### INPUT ROWS

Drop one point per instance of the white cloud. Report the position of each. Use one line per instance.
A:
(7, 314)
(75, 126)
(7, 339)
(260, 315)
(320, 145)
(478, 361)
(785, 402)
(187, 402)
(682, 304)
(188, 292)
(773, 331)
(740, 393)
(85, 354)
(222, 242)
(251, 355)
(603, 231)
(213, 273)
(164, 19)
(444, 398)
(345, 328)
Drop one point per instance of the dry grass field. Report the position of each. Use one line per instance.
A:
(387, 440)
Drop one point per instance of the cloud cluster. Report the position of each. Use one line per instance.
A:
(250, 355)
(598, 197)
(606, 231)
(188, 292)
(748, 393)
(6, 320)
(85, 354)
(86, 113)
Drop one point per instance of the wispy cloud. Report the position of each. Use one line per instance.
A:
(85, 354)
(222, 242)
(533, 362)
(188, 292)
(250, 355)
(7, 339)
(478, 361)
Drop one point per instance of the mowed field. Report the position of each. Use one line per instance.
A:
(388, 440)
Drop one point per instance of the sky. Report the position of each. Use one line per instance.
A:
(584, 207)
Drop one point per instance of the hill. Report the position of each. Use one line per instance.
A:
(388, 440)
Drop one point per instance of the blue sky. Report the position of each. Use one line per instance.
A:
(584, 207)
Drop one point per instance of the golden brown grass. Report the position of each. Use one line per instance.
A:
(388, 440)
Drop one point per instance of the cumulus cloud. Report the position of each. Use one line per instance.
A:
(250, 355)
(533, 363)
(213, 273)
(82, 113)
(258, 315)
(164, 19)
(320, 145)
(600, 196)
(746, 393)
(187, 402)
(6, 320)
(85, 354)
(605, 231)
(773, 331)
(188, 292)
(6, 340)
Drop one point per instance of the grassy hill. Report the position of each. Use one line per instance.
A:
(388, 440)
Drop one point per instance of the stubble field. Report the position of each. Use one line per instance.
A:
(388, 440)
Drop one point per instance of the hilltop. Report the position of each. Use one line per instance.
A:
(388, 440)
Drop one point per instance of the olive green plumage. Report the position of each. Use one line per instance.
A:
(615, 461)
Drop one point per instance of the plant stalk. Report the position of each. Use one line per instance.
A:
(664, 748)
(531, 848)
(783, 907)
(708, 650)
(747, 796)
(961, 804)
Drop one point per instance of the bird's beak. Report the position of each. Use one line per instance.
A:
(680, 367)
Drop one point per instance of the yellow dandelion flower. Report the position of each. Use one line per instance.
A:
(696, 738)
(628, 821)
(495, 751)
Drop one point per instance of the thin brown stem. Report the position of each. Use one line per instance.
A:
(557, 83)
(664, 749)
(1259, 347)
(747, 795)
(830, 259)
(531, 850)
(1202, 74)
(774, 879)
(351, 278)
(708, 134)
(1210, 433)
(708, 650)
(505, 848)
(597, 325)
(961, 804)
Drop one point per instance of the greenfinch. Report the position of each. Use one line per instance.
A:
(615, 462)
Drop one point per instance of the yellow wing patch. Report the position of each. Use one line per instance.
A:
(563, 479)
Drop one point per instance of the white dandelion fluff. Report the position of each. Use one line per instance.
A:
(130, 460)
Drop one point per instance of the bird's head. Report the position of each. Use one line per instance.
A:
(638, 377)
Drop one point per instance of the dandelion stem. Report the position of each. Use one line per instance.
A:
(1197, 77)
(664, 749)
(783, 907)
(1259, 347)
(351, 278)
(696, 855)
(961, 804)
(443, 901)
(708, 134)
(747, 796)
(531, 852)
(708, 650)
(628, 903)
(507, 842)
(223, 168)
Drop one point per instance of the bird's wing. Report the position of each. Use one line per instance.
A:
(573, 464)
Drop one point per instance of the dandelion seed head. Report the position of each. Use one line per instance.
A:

######

--- WHAT THE TASK REQUIRES ---
Extract all of the material exactly as it is written.

--- WRITTEN SOLUTION ---
Drop one point per instance of the white cloud. Report the position of each. Use one line per instance.
A:
(7, 314)
(75, 126)
(7, 339)
(260, 315)
(320, 145)
(478, 361)
(785, 402)
(187, 402)
(682, 304)
(188, 292)
(773, 331)
(740, 393)
(85, 354)
(222, 242)
(251, 355)
(603, 231)
(213, 273)
(164, 19)
(444, 398)
(345, 328)
Drop one point per instance of the dry grass field. Report the position of each. Use one line per instance.
A:
(387, 440)
Drop one point per instance of the cloud cluster. Report the position of each. Use one line per instance.
A:
(250, 355)
(598, 197)
(606, 231)
(188, 292)
(748, 393)
(6, 320)
(85, 354)
(86, 113)
Drop one point per instance of the wispy cloud. Report the position of each. Use one line per instance.
A:
(85, 354)
(222, 242)
(533, 362)
(188, 292)
(250, 355)
(7, 339)
(478, 361)
Drop one point per instance of the mowed field. Report the position of each. Use one line per instance.
A:
(388, 440)
Drop one point per instance of the sky. Report the position of each. Use one line per instance.
A:
(584, 207)
Drop one point per instance of the hill. Report the position of each. Use one line per instance.
A:
(388, 440)
Drop one point per instance of the blue sky. Report the position of each. Use one line per instance.
A:
(584, 207)
Drop one point per instance of the golden brown grass. Report the position of each. Use one line per instance.
A:
(388, 440)
Drop one point per instance of the cumulus cloud. Report the position of each. Use one line per instance.
A:
(250, 355)
(533, 363)
(213, 273)
(82, 113)
(258, 315)
(164, 19)
(320, 145)
(600, 196)
(746, 393)
(187, 402)
(6, 320)
(85, 354)
(605, 231)
(773, 331)
(188, 292)
(6, 340)
Drop one point per instance of the grassy hill. Report the position of each. Use one line per instance.
A:
(388, 440)
Drop one point per instance of the stubble field. Report the position of each. Use one line per instance.
A:
(388, 440)
Drop one point per instance of the hilltop. Report the position of each. Use one line per instance.
A:
(388, 440)
Drop one point per instance of the olive green plumage. Report the position of each. Use one line per instance.
A:
(615, 461)
Drop one point per instance of the plant stalk. Report the position of each. Use one line per instance.
A:
(664, 748)
(531, 848)
(783, 907)
(708, 650)
(747, 796)
(961, 804)
Drop one point per instance of the bird's beak. Report the position of each. Use one line per instance.
A:
(680, 367)
Drop one point per instance of the yellow dandelion flower. Report the position of each. Use one line per instance.
A:
(696, 738)
(628, 821)
(495, 751)
Drop one point per instance of the thin brown stem. Report the position of each. Use one line per instance.
A:
(557, 83)
(664, 749)
(1259, 347)
(747, 795)
(830, 259)
(531, 850)
(1202, 74)
(774, 879)
(351, 278)
(708, 134)
(1210, 433)
(708, 650)
(505, 848)
(597, 325)
(961, 804)
Drop one point per instance of the greenfinch. Report the position of each. Use one line per instance.
A:
(615, 462)
Drop one point per instance of the yellow wing patch. Report the position of each. Use one line per instance.
A:
(563, 479)
Drop one point per instance of the white dandelion fluff. Report the position of each. Use one line per instance.
A:
(130, 460)
Drop one point per instance of the bird's head. Report the position of each. Use one line per instance.
A:
(638, 377)
Drop one point per instance of the dandelion stem. Report the position of each. Use one line per instance.
A:
(1197, 77)
(664, 749)
(783, 907)
(1259, 347)
(351, 278)
(696, 855)
(961, 804)
(443, 901)
(708, 134)
(747, 796)
(531, 852)
(708, 650)
(628, 903)
(507, 842)
(223, 168)
Drop one point per instance of the bird's wing. Report the position of each. Use one line per instance.
A:
(573, 464)
Drop one point per instance of the dandelion seed head. Report the position of each. Use one line per instance.
A:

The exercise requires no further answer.